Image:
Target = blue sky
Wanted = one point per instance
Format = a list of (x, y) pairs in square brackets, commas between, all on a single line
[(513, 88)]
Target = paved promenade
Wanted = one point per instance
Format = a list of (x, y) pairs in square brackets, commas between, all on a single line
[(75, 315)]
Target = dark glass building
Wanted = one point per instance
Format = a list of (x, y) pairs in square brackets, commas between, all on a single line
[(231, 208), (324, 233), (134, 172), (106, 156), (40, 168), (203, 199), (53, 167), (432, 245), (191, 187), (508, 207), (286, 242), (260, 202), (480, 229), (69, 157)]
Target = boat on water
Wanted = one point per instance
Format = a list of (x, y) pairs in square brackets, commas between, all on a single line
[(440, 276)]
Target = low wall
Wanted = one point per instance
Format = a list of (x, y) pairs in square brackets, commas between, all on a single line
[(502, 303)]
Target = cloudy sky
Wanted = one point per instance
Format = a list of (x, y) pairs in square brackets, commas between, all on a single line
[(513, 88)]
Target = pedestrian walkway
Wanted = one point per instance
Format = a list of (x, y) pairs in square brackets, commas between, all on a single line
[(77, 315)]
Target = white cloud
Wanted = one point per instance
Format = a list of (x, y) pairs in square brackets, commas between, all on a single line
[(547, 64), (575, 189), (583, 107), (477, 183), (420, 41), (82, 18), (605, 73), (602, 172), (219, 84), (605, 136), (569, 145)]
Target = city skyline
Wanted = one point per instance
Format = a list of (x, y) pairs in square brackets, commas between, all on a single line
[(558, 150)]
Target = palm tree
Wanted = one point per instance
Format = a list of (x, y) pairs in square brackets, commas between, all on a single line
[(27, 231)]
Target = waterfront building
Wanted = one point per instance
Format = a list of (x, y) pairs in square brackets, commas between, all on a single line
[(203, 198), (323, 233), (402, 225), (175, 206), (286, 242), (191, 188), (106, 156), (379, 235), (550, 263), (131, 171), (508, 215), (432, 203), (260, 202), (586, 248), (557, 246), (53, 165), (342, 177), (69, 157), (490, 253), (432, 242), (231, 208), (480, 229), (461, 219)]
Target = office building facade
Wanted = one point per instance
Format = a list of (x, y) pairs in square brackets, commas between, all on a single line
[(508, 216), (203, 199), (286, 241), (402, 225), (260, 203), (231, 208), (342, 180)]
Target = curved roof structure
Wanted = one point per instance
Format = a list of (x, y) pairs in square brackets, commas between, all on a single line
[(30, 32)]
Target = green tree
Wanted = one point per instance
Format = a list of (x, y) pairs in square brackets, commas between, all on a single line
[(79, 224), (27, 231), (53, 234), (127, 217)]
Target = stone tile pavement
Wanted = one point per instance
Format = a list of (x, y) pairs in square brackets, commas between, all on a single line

__OBJECTIVE__: Change "stone tile" to "brick" in the lines from the one holding "Target = green tree" through the last line, both ends included, and give back only those lines with nothing else altered.

__CORRECT RESULT__:
Target = green tree
Wanted = one point per instance
Format = a list of (x, y) pairs in square brackets, commas between, all on a single line
[(79, 224), (27, 231), (53, 234), (127, 217)]
Target = brick pavement
Wanted = one point per instance
Format = a list of (x, y) pairs in square brackets, commas between, all on a single line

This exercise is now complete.